===== RECORDS FOR THIS EXERCISE =====

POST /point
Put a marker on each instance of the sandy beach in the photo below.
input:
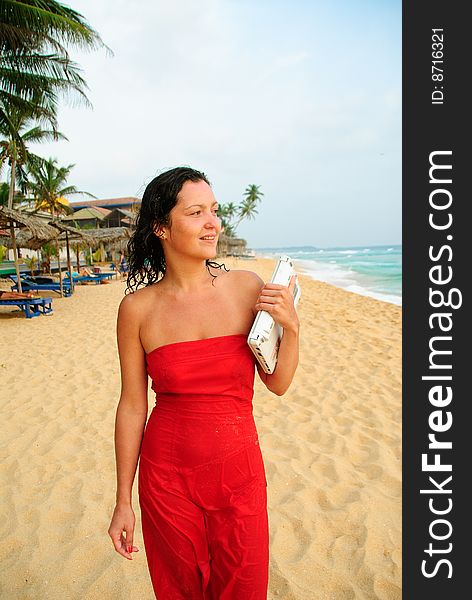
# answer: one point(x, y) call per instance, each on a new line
point(331, 447)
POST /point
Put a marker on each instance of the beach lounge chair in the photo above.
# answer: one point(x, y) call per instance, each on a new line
point(95, 278)
point(28, 284)
point(32, 307)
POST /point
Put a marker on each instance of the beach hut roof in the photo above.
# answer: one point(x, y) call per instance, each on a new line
point(91, 212)
point(108, 234)
point(38, 228)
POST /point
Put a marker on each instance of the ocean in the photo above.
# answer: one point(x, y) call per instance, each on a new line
point(374, 271)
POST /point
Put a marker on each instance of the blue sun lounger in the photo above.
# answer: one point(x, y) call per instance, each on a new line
point(95, 278)
point(32, 307)
point(28, 284)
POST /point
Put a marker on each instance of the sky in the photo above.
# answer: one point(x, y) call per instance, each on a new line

=====

▸ WHAT IS NEEDED: If a line of the records above holds the word "photo", show it.

▸ EXERCISE RESPONSE:
Put a marker on each instance of the sandy beach in the photo below.
Put a marker on each instance of the beach lounge chair in the photo above.
Put a marker on each instance of the beach hut roof in the photo above.
Put a marker on each instance of the ocean in the photo above.
Put a marker on each instance of the blue sun lounger in the photo above.
Put a marker on each instance of the sky in the photo above.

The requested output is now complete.